## start Exercise data

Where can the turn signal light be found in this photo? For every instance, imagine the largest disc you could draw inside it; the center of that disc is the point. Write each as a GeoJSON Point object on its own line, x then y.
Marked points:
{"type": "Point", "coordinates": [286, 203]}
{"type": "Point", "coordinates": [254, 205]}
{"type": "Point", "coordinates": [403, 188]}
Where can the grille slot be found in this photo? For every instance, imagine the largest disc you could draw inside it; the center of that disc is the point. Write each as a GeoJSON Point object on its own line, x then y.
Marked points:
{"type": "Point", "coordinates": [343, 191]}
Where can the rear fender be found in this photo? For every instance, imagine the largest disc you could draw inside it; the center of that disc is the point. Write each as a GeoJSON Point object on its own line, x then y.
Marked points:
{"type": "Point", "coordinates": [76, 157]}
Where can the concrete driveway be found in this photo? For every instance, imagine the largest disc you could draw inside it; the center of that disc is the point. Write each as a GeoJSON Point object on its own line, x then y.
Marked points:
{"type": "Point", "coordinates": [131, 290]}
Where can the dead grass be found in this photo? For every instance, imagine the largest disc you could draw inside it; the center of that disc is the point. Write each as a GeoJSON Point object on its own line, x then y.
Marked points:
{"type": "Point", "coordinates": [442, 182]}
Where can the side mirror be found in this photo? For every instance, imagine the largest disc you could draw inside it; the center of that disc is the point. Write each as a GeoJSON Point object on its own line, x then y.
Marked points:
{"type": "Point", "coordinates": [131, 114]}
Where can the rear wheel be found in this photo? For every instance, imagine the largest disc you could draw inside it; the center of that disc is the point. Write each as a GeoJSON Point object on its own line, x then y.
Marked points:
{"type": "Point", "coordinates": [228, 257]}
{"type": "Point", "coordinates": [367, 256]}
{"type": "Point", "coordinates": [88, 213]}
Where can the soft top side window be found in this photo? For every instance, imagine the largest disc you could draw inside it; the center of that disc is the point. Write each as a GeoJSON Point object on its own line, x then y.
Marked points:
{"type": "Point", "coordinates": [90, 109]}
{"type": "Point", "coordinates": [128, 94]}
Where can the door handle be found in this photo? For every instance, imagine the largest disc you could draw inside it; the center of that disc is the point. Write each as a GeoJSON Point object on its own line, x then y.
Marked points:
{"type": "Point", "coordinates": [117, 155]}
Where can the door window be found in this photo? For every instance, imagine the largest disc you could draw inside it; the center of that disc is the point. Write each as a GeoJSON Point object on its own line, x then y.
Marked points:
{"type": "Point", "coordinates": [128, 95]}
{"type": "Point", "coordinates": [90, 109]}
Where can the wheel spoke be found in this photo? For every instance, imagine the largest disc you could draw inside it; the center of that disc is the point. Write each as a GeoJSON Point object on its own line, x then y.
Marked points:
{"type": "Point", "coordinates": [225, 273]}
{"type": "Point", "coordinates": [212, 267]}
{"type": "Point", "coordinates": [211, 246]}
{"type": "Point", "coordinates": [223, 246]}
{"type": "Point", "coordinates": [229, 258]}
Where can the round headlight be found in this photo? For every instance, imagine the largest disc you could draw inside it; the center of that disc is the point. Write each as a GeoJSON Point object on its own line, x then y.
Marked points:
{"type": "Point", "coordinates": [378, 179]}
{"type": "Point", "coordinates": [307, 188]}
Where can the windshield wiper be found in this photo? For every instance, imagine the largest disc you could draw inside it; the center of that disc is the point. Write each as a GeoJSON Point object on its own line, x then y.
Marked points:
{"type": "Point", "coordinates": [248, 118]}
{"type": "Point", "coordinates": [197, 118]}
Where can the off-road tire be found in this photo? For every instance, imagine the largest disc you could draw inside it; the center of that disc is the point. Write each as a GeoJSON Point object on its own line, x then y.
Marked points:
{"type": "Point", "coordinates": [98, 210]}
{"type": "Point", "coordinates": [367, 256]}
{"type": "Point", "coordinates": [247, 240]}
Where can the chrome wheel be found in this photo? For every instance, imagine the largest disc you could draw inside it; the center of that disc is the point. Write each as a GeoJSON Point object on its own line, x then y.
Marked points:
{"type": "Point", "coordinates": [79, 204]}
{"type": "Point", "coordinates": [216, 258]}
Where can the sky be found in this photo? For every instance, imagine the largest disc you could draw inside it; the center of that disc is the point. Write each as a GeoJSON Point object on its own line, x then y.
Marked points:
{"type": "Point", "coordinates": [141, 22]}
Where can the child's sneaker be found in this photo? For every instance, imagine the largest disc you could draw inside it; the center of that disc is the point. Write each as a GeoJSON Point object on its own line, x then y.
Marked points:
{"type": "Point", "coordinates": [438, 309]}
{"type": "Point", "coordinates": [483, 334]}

## end Exercise data

▸ **Your objective**: Look above for the line containing "Where can the sky"; copy from it through the last line, exactly, and nothing more.

▸ **Task output**:
Where can the sky be found in this photo? For every instance, imagine the largest disc you could draw inside it; the center of that disc is the point. Write each as a GeoJSON Point object on its own line, x then y.
Marked points:
{"type": "Point", "coordinates": [141, 22]}
Where can the child's sneaker be found in this photo? For every instance, imagine the largest disc you could draw inside it; the center of that disc is the point. Write each as a GeoJSON Point object on its own line, x then y.
Marked points:
{"type": "Point", "coordinates": [438, 309]}
{"type": "Point", "coordinates": [483, 334]}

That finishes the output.